Copy out every record precisely.
#### MATERIAL FOR THIS EXERCISE
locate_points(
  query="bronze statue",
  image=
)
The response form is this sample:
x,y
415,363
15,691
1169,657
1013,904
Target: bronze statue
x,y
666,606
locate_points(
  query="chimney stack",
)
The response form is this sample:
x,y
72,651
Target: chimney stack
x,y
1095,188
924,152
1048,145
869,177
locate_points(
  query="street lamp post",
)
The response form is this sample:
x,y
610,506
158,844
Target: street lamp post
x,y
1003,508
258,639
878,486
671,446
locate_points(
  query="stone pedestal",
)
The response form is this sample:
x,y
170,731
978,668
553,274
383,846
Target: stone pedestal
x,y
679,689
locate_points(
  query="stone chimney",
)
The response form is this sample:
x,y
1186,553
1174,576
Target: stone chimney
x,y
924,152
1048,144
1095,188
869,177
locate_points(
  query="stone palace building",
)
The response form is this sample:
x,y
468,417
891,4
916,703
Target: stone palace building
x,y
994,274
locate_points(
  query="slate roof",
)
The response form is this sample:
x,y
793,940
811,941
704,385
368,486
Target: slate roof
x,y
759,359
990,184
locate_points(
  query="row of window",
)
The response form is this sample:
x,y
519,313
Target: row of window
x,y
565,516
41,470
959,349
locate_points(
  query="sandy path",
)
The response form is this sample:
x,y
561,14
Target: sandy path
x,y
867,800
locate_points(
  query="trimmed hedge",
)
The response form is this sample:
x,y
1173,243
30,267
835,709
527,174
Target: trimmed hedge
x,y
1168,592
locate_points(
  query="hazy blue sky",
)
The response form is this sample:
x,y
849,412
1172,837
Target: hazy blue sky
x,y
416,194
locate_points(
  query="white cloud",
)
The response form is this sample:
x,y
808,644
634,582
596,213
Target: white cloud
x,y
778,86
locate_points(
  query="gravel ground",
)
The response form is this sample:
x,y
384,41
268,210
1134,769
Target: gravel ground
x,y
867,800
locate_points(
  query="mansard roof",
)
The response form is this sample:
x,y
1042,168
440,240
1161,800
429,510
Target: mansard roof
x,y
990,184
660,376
########
RESPONSE TO THIS TASK:
locate_points(
  query="bronze statue",
  image=
)
The response form is this sample:
x,y
415,363
15,691
1169,657
1013,904
Target: bronze statue
x,y
666,606
locate_points(
  query="chimney stack",
)
The response form is this sample:
x,y
72,651
Target: chimney stack
x,y
1095,188
924,152
1048,145
869,177
locate_points(
  query="street lamp post",
)
The response form is this sample:
x,y
610,506
158,844
Target: street lamp post
x,y
1003,508
258,639
878,486
671,446
locate_points(
  query="stone pedestal",
)
The response form is this sample:
x,y
170,731
978,668
553,274
383,846
Target: stone pedestal
x,y
679,689
locate_points(
  query="stone chimney",
)
The response form is this sample:
x,y
1186,553
1174,576
Target: stone chimney
x,y
924,152
1048,144
1095,188
869,177
locate_points(
  query="stone palace building",
)
The response form is this sample:
x,y
468,417
891,4
916,703
Target: stone palace building
x,y
994,274
locate_points(
  query="slate roof",
)
The response form is this sample:
x,y
793,940
811,941
704,385
368,486
Target: slate roof
x,y
759,359
990,184
locate_points(
  query="row of window",
)
The response form is this sample:
x,y
519,313
Target: row of window
x,y
565,516
41,470
959,349
locate_points(
  query="sandy path",
)
The response form is this sample:
x,y
561,14
Target: sandy path
x,y
867,800
locate_points(
  query="trimmed hedge",
)
The response form is this sample:
x,y
1173,243
30,267
835,709
527,174
Target: trimmed hedge
x,y
1168,592
locate_points(
  query="hazy blue sky",
)
The response form is this sample:
x,y
849,412
1172,837
Target: hazy blue sky
x,y
416,194
locate_points(
  query="white cloud",
)
The response form is this sample:
x,y
808,644
634,582
596,213
Target: white cloud
x,y
778,86
locate_points(
  query="gravel ground",
)
The response form is this sample:
x,y
384,41
268,210
1134,769
Target: gravel ground
x,y
867,800
locate_points(
  query="mansard roof",
)
The response form is this sample:
x,y
1042,168
440,240
1161,800
429,510
Target: mansard roof
x,y
990,184
660,376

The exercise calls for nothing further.